▸ **Problem requirements**: The answer should reproduce every entry exactly and contain no images.
━━ Data shown ━━
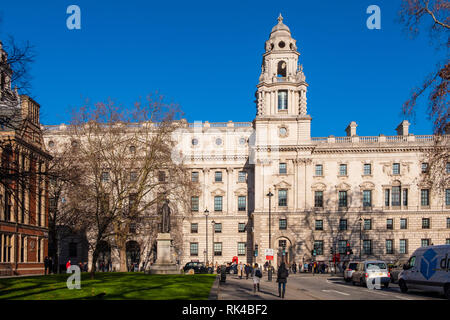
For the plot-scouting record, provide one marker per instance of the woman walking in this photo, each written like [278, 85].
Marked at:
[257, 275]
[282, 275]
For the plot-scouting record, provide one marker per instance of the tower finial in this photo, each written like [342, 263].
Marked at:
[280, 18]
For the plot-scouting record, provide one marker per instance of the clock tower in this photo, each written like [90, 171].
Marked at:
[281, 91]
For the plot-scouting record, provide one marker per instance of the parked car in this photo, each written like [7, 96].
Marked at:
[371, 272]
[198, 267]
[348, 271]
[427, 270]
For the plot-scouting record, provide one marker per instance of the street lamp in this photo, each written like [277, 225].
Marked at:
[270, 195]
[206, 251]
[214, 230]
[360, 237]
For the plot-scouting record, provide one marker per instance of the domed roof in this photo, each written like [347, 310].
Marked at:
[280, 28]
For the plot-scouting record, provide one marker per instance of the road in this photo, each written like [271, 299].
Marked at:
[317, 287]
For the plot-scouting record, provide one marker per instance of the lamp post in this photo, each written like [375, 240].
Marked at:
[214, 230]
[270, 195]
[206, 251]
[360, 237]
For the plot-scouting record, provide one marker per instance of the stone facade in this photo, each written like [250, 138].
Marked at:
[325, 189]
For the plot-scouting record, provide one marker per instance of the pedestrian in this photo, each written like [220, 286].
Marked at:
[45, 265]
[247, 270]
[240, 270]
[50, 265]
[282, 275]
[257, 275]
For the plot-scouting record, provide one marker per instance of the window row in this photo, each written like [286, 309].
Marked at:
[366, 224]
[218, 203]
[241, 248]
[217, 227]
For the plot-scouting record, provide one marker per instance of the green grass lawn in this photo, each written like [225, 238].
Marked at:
━━━
▸ **Solution to this task**:
For the plot-scouting record, provide one marker per instance of the woman walking in this photo, each written like [278, 85].
Marked at:
[257, 275]
[282, 275]
For the plot-scouting record, provide one marker per instance of the tower finial in this photo, each written like [342, 263].
Marked at:
[280, 18]
For the plot-scouting record, provide one marker per instance of the clock tower in this photo, each written like [90, 171].
Marked at:
[281, 91]
For the plot-scouting record, provide one marker per instance of the parked car in this photo, each written like [7, 96].
Marked at:
[371, 272]
[198, 267]
[348, 271]
[427, 270]
For the plot-scouting record, provide one marker per instance of the street lamp in this photo, each written like [277, 225].
Marked at:
[270, 195]
[206, 251]
[214, 230]
[360, 237]
For the plot-scouting record, provide one marker per instance of the domed roof in this photo, each written like [347, 310].
Marked at:
[280, 28]
For the plot-scouting record, provide one marker per instance of the road in this photo, each written like [271, 299].
Marked at:
[317, 287]
For the plot-scouting record, provide one marker per instance of the lamp post in this photo, each written like [375, 240].
Marked at:
[214, 230]
[270, 195]
[206, 251]
[360, 237]
For the plot-scouting record, provide one marker per instance of the stone facade in this photo, each written like [250, 138].
Marked at:
[325, 189]
For the plot-scouting record, provide one marker per instance of the pedestrian in this photo, each written like [220, 286].
Marked at:
[45, 265]
[247, 270]
[240, 270]
[50, 265]
[282, 275]
[257, 275]
For the plot-scouting record, provide one marker per instance of the window row in this photo, each written like [286, 309].
Marked at:
[366, 224]
[218, 203]
[241, 248]
[217, 227]
For the plot-scouting record, provide one marker per instance of the green grass lawn in this photo, each written like [225, 238].
Marked at:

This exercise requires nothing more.